→ TASK STATEMENT: Rewrite the lines below, changing every "rough mask" to "coarse mask" and leaving everything else as it is.
BEGIN THE INPUT
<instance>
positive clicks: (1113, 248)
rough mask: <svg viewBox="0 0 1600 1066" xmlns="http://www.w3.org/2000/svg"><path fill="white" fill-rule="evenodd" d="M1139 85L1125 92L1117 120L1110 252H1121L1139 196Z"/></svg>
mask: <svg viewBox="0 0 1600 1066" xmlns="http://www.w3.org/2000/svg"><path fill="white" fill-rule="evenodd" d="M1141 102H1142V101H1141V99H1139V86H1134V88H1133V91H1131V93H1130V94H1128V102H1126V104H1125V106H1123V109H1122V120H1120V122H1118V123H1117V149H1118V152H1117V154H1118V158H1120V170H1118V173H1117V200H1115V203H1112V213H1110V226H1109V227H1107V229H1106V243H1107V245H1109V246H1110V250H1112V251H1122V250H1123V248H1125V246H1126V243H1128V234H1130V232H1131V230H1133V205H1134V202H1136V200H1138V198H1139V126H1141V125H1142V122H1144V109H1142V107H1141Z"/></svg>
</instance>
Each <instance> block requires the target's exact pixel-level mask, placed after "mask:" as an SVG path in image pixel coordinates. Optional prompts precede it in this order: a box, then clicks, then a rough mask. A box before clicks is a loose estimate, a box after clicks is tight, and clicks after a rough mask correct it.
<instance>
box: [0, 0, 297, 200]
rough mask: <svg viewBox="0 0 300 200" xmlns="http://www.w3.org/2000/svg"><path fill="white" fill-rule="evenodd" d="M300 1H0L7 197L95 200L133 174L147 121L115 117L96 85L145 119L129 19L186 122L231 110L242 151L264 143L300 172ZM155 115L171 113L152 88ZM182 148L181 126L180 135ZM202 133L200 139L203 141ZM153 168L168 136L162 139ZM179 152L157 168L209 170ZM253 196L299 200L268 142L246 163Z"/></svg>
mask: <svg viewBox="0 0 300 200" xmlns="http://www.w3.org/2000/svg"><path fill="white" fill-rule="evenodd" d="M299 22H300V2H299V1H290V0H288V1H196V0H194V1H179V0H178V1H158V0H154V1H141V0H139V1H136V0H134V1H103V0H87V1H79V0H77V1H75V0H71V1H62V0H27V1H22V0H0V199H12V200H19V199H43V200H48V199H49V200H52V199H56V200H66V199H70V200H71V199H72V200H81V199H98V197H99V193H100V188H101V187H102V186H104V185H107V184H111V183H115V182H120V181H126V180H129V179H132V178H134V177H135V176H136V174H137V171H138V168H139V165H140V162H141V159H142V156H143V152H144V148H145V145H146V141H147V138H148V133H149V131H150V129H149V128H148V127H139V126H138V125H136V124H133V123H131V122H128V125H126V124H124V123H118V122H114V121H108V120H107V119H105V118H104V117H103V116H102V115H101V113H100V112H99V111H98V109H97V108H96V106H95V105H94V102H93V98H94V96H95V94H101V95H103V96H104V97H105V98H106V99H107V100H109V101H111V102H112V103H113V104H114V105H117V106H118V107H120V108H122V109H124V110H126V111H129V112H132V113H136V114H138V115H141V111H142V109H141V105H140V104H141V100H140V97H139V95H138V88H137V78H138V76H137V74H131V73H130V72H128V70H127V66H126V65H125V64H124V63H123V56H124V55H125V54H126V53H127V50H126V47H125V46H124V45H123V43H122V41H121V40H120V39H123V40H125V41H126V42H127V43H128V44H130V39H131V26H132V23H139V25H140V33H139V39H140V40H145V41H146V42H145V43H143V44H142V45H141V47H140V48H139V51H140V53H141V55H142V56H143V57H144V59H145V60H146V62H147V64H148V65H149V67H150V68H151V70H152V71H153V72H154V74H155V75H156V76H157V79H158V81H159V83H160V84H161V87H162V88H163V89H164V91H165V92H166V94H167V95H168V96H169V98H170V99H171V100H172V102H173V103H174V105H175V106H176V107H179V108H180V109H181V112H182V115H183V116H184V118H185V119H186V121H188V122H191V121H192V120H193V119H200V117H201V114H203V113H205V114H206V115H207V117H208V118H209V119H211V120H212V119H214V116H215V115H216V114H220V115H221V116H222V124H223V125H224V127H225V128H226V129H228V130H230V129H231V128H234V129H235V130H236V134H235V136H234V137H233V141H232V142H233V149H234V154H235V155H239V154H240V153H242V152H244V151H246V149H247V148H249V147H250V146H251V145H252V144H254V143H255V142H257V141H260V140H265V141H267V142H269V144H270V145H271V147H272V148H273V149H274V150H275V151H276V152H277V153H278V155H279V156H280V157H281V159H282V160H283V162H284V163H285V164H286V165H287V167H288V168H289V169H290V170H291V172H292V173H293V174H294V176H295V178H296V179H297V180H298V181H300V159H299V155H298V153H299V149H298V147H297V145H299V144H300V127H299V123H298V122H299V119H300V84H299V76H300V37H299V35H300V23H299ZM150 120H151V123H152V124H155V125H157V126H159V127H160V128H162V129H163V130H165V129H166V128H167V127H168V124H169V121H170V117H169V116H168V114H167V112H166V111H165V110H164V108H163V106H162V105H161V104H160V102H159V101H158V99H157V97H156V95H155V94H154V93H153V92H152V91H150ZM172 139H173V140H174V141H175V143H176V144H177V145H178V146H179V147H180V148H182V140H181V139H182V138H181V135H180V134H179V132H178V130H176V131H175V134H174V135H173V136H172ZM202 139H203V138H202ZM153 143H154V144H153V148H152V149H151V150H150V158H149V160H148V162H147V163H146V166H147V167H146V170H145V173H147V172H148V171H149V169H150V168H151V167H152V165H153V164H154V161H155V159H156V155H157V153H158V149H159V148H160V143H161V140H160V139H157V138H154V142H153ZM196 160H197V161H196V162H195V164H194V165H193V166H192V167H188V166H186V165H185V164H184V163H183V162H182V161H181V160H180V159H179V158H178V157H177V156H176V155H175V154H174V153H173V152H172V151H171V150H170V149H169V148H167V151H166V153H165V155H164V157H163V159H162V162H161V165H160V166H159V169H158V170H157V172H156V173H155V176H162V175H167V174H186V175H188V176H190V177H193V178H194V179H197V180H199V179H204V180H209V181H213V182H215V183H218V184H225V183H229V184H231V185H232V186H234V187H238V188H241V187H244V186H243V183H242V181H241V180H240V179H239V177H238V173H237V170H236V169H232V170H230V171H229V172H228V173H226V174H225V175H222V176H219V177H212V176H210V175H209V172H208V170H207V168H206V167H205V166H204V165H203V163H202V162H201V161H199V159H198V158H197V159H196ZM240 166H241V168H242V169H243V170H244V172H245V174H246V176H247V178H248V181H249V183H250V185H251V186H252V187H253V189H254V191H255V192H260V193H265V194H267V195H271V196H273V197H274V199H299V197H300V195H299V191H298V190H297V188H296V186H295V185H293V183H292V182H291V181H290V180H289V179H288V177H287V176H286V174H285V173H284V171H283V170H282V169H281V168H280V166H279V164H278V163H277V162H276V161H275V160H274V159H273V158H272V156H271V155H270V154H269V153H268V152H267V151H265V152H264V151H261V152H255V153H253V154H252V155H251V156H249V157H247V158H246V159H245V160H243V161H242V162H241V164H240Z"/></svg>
END THE INPUT
→ SOLUTION TO THIS EXERCISE:
<instance>
positive clicks: (1113, 248)
coarse mask: <svg viewBox="0 0 1600 1066" xmlns="http://www.w3.org/2000/svg"><path fill="white" fill-rule="evenodd" d="M1139 85L1125 92L1117 120L1110 252H1121L1139 196Z"/></svg>
mask: <svg viewBox="0 0 1600 1066" xmlns="http://www.w3.org/2000/svg"><path fill="white" fill-rule="evenodd" d="M1141 102H1142V101H1141V99H1139V86H1134V88H1133V91H1131V93H1130V94H1128V102H1126V104H1125V106H1123V109H1122V120H1120V122H1118V123H1117V149H1118V152H1117V154H1118V158H1120V170H1118V173H1117V200H1115V203H1112V213H1110V226H1109V227H1107V229H1106V243H1107V245H1109V246H1110V250H1112V251H1122V250H1123V248H1125V246H1126V243H1128V234H1130V232H1131V230H1133V205H1134V202H1136V200H1138V198H1139V126H1141V125H1142V122H1144V109H1142V107H1141Z"/></svg>
</instance>
Each <instance> block requires the target's exact pixel-level mask, placed after "mask:" as an SVG path in image pixel coordinates. Optional prompts precede it in this order: a box, then clicks, then a coarse mask. A box before clicks is a loose estimate, a box after clicks is tight, and clicks after a coarse mask correct it.
<instance>
box: [0, 0, 297, 200]
coarse mask: <svg viewBox="0 0 300 200" xmlns="http://www.w3.org/2000/svg"><path fill="white" fill-rule="evenodd" d="M300 1H0L7 197L95 200L133 174L147 121L115 117L96 85L145 119L129 19L186 122L231 110L242 151L264 143L300 172ZM155 115L171 113L152 88ZM182 148L181 126L180 135ZM202 133L200 139L203 141ZM153 168L168 136L162 139ZM179 152L157 168L209 170ZM253 196L299 200L268 142L246 163Z"/></svg>
mask: <svg viewBox="0 0 300 200" xmlns="http://www.w3.org/2000/svg"><path fill="white" fill-rule="evenodd" d="M299 22H300V2H299V1H290V0H288V1H196V0H194V1H179V0H178V1H158V0H154V1H141V0H139V1H136V0H134V1H103V0H87V1H79V0H77V1H75V0H71V1H62V0H27V1H22V0H0V199H12V200H19V199H43V200H48V199H49V200H52V199H56V200H66V199H70V200H71V199H72V200H81V199H98V197H99V193H100V188H101V187H102V186H104V185H107V184H111V183H115V182H120V181H126V180H129V179H132V178H134V177H135V176H136V174H137V171H138V168H139V165H140V162H141V159H142V156H143V152H144V148H145V145H146V141H147V138H148V133H149V131H150V129H149V128H148V127H139V126H138V125H136V124H133V123H131V122H128V125H126V124H124V123H118V122H114V121H108V120H107V119H105V118H104V117H103V116H102V115H101V113H100V112H99V111H98V109H97V108H96V106H95V105H94V102H93V98H94V96H95V94H101V95H103V96H104V97H105V98H106V99H107V100H109V101H111V102H112V103H113V104H114V105H117V106H118V107H120V108H122V109H124V110H126V111H129V112H132V113H136V114H138V115H141V111H142V109H141V105H140V104H141V100H140V97H139V95H138V88H137V78H138V76H137V74H131V73H130V72H128V70H127V66H126V65H125V64H124V63H123V56H124V55H125V54H126V53H127V50H126V47H125V46H124V45H123V43H122V41H121V40H120V39H123V40H125V41H126V42H127V43H128V44H130V39H131V26H132V23H139V25H140V33H139V39H140V40H145V41H146V42H145V43H143V44H142V45H141V47H140V48H139V51H140V53H141V55H142V56H143V57H144V59H145V60H146V62H147V64H148V65H149V67H150V68H151V70H152V71H153V72H154V74H155V75H156V76H157V79H158V81H159V83H160V84H161V87H162V88H163V89H164V91H165V92H166V94H167V95H168V96H169V98H170V99H171V100H172V102H173V103H174V105H175V106H176V107H179V108H180V109H181V112H182V115H183V116H184V118H185V119H186V121H188V122H191V121H192V120H193V119H200V117H201V114H203V113H205V114H206V115H207V117H208V118H209V119H211V120H212V119H214V116H215V115H216V114H220V115H221V116H222V124H223V125H224V127H225V128H226V129H228V130H230V129H231V128H234V129H235V130H236V134H235V136H234V137H233V141H232V142H233V149H234V154H235V155H239V154H240V153H242V152H244V151H246V149H247V148H249V147H250V146H251V145H252V144H254V143H255V142H257V141H260V140H265V141H267V142H269V144H270V145H271V147H272V148H273V149H274V150H275V151H276V152H277V153H278V155H279V156H280V157H281V159H282V160H283V162H284V163H285V164H286V165H287V167H288V168H289V169H290V170H291V172H292V173H293V174H294V176H295V178H296V179H297V180H298V181H300V159H299V155H298V153H299V149H298V147H297V145H299V144H300V127H299V123H298V122H299V119H300V84H299V76H300V37H299V35H300V23H299ZM150 120H151V123H152V124H155V125H157V126H159V127H160V128H162V129H163V130H165V129H166V128H167V127H168V124H169V121H170V117H169V116H168V114H167V112H166V111H165V110H164V108H163V106H162V105H161V104H160V102H159V101H158V99H157V97H156V95H155V94H154V93H153V92H152V91H150ZM172 139H173V140H174V141H175V143H176V144H177V145H178V146H179V147H180V148H182V140H181V139H182V138H181V135H180V134H179V132H178V130H176V131H175V134H174V135H173V136H172ZM202 139H203V138H202ZM153 143H154V144H153V148H152V149H151V150H150V158H149V160H148V162H147V163H146V166H147V167H146V170H145V173H147V172H148V171H149V169H150V168H151V167H152V165H153V164H154V161H155V159H156V155H157V153H158V149H159V148H160V143H161V140H160V139H157V138H154V142H153ZM196 160H197V161H196V162H195V164H194V165H193V166H192V167H188V166H186V165H185V164H184V163H183V162H182V161H181V160H180V159H179V158H178V157H177V156H176V155H175V154H174V153H173V152H172V151H171V150H170V149H169V148H167V151H166V153H165V155H164V157H163V159H162V162H161V165H160V166H159V169H158V170H157V172H156V173H155V176H162V175H167V174H186V175H188V176H190V177H193V178H194V179H197V180H199V179H204V180H209V181H213V182H215V183H218V184H225V183H229V184H231V185H232V186H234V187H238V188H241V187H244V186H243V183H242V181H241V180H240V179H239V177H238V173H237V170H236V169H232V170H230V171H229V172H228V173H226V174H225V175H222V176H219V177H212V176H210V175H209V172H208V170H207V168H206V167H205V166H204V165H203V163H202V162H201V161H199V159H198V158H197V159H196ZM240 166H241V168H242V169H243V170H244V172H245V174H246V176H247V178H248V181H249V183H250V185H251V186H252V187H253V189H254V191H255V192H260V193H265V194H267V195H271V196H273V197H274V199H299V197H300V195H299V191H298V190H297V188H296V186H295V185H293V183H292V182H291V181H290V180H289V179H288V177H287V176H286V174H285V173H284V171H283V170H282V169H281V168H280V166H279V164H278V163H277V162H276V161H275V160H274V159H273V158H272V156H271V155H270V154H269V153H268V152H267V151H265V152H264V151H261V152H255V153H253V154H252V155H251V156H249V157H247V158H246V159H245V160H243V161H242V162H241V164H240Z"/></svg>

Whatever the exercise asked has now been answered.